Verilen Görev 1
Kayıtlarda "Can you find the dirt trail" ifadesini içeren satırdan kayıtların sonuna kadar (her iki uç dahil) olan satırları, "shrub" yerine "bush" koyarak ve geri kalan her şeyi değiştirmeden yeniden yazınız.

------ Belge Bölümü ------

Tasarrufa konu malın sabit tenkis oranında bölünmezliği ortaya çıktığı takdirde, sözü geçen 564. maddedeki tercih hakkı gündeme gelecektir. Böyle bir durum ortaya çıkmadan, davalının tercih hakkı doğmadan davalının tercihini kullanması söz konusu olamaz. Daha önce bir tercihten söz edilmişse sonuç doğurmaz. O zaman davalıdan tercihi sorulmak ve 11.11.1994 günlü 4/4 sayılı İçtihadı Birleştirme Kararı uyarınca süratle dava konusu olup sabit tenkis oranına göre bölünemeyen malın, tercih hakkının kullanıldığı gündeki fiyatlara göre değeri belirlenmeli ve bu değerin sabit tenkis oranıyla çarpımından bulunacak nakdin ödetilmesine karar verilmelidir.

------ Kullanılacak Kayıtlar ------

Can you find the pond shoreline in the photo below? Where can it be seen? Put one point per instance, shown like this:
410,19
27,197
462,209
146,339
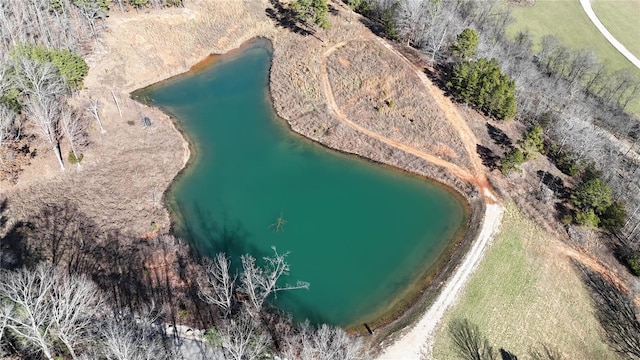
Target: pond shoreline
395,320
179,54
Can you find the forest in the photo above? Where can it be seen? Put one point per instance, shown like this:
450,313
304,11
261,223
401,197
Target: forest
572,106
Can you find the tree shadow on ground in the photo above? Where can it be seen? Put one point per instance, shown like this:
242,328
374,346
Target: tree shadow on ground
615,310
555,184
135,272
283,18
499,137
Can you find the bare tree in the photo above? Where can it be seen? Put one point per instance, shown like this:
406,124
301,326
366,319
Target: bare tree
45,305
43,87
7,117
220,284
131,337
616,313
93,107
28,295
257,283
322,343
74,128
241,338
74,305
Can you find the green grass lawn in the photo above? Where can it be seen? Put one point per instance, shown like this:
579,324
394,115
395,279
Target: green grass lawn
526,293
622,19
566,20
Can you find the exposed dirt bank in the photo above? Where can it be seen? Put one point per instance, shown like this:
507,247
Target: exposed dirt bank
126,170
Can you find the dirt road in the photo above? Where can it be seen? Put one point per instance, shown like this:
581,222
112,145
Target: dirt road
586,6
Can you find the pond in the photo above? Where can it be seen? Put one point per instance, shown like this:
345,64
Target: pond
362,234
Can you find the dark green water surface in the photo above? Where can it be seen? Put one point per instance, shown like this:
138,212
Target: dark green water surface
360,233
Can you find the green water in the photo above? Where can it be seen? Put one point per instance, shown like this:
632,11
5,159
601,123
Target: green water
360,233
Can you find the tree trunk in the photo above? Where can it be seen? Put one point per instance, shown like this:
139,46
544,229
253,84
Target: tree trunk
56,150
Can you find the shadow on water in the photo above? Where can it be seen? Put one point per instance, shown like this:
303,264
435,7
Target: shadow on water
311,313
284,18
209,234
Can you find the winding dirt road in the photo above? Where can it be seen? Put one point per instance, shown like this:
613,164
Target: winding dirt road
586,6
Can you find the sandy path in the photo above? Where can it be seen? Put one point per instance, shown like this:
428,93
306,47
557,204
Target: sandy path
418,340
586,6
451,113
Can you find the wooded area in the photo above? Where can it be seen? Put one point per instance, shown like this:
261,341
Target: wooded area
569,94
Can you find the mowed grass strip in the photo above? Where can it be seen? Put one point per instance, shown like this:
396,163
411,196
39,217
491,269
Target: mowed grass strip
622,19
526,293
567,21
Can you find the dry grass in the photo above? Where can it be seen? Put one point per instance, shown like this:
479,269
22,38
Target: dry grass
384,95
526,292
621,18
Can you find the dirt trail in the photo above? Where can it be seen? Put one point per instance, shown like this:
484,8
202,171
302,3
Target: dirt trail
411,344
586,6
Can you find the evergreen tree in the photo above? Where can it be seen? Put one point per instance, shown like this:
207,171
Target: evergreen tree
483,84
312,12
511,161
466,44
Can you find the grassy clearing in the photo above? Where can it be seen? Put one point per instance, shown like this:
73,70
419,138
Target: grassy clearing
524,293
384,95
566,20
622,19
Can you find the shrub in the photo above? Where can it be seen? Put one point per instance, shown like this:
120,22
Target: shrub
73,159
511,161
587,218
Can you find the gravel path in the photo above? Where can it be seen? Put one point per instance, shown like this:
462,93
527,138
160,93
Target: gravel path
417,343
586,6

------

Verilen Görev 2
Tenkis ve tercih hakkına ilişkin metnin tamamını hiçbir değişiklik yapmadan tekrar yazınız.

Doğru Yanıt 1
Can you find the dirt trail in the photo above? Where can it be seen? Put one point per instance, shown like this:
484,8
202,171
302,3
Target: dirt trail
411,344
586,6
Can you find the evergreen tree in the photo above? Where can it be seen? Put one point per instance, shown like this:
207,171
Target: evergreen tree
483,84
312,12
511,161
466,44
Can you find the grassy clearing in the photo above? Where can it be seen? Put one point per instance, shown like this:
73,70
419,138
Target: grassy clearing
524,293
384,95
566,20
622,19
Can you find the bush in the photo above? Where can it be seen? Put one point per instance, shown like this:
120,22
Target: bush
73,159
511,161
587,218
Can you find the gravel path in the photo above? Where can it be seen? Put one point per instance, shown like this:
462,93
527,138
160,93
Target: gravel path
417,343
586,6

Doğru Yanıt 2
Tasarrufa konu malın sabit tenkis oranında bölünmezliği ortaya çıktığı takdirde, sözü geçen 564. maddedeki tercih hakkı gündeme gelecektir. Böyle bir durum ortaya çıkmadan, davalının tercih hakkı doğmadan davalının tercihini kullanması söz konusu olamaz. Daha önce bir tercihten söz edilmişse sonuç doğurmaz. O zaman davalıdan tercihi sorulmak ve 11.11.1994 günlü 4/4 sayılı İçtihadı Birleştirme Kararı uyarınca süratle dava konusu olup sabit tenkis oranına göre bölünemeyen malın, tercih hakkının kullanıldığı gündeki fiyatlara göre değeri belirlenmeli ve bu değerin sabit tenkis oranıyla çarpımından bulunacak nakdin ödetilmesine karar verilmelidir.